Count the lines in the listing below that contain the string "hand". Reply with that number only.

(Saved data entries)

☆ ☆ ☆ ☆ ☆ ☆ ☆

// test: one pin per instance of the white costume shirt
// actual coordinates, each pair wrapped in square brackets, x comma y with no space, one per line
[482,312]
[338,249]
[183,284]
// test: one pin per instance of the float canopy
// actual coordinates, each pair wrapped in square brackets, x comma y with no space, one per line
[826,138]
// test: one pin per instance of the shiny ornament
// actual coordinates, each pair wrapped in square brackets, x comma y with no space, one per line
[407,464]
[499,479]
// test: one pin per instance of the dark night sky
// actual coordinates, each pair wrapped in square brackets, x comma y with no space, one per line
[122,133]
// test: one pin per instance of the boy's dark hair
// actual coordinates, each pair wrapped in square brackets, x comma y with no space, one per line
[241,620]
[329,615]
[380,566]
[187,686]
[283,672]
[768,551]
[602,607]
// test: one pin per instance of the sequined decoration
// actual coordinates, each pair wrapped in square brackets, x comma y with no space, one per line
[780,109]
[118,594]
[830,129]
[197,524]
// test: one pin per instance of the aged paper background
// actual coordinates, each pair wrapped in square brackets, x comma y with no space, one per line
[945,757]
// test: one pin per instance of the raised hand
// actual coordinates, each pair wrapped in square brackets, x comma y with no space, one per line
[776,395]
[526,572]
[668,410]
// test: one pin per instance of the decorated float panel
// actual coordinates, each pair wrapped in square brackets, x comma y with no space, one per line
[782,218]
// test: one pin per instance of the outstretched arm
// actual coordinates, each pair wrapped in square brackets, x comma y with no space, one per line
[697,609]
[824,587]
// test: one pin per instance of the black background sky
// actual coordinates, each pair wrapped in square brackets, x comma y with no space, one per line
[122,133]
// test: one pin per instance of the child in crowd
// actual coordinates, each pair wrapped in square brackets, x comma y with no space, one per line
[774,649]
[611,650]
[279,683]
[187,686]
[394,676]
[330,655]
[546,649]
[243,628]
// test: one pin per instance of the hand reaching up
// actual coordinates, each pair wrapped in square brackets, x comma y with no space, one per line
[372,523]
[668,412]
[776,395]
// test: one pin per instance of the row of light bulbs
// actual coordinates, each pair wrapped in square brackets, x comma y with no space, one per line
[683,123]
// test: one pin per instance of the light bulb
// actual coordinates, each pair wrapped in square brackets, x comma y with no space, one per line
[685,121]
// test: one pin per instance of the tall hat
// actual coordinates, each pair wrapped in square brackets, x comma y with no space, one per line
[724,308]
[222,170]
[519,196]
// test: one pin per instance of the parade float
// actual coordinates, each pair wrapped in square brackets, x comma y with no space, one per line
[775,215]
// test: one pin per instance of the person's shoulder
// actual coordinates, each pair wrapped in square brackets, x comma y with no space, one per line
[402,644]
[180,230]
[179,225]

☆ ☆ ☆ ☆ ☆ ☆ ☆

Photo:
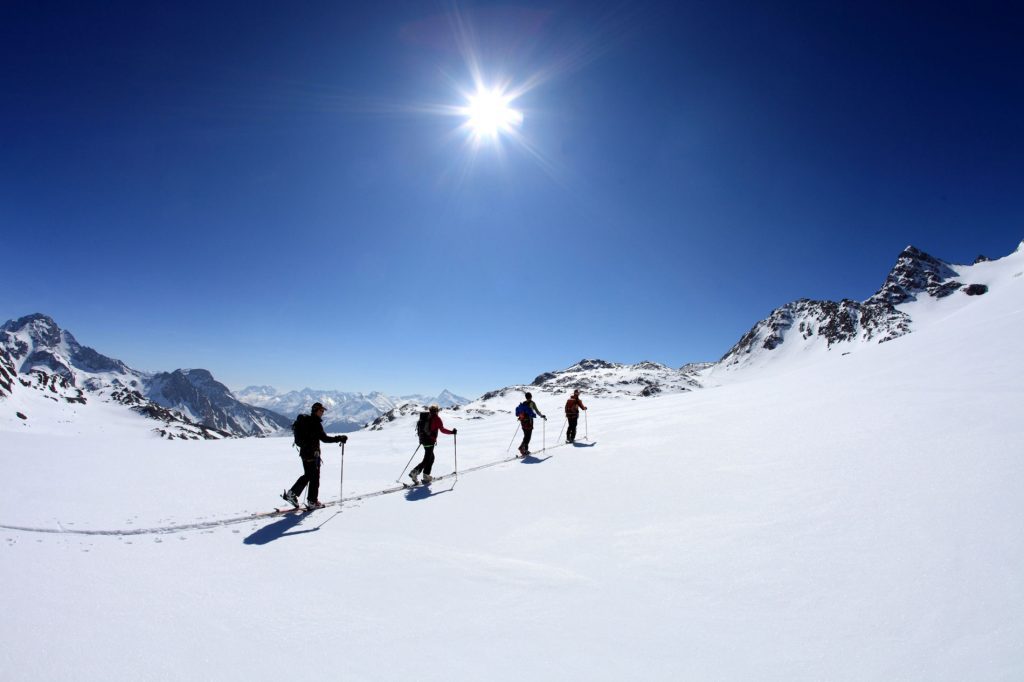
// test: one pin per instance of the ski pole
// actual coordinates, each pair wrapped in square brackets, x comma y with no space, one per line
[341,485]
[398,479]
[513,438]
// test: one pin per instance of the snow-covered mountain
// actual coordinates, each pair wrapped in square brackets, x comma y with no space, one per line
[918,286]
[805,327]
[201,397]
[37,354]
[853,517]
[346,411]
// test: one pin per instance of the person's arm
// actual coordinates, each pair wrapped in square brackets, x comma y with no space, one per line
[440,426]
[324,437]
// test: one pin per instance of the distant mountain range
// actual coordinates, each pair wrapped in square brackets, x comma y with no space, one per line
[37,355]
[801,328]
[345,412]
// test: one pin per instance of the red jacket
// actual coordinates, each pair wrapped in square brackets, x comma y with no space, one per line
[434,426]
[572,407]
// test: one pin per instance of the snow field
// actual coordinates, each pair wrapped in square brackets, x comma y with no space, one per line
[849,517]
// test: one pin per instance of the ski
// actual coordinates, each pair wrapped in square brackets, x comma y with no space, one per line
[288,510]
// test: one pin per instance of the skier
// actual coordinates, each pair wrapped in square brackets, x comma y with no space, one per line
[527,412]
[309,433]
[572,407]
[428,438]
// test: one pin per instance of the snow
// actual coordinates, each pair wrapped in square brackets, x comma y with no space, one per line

☆ ☆ ☆ ☆ ☆ ☆ ☆

TASK ANSWER: 2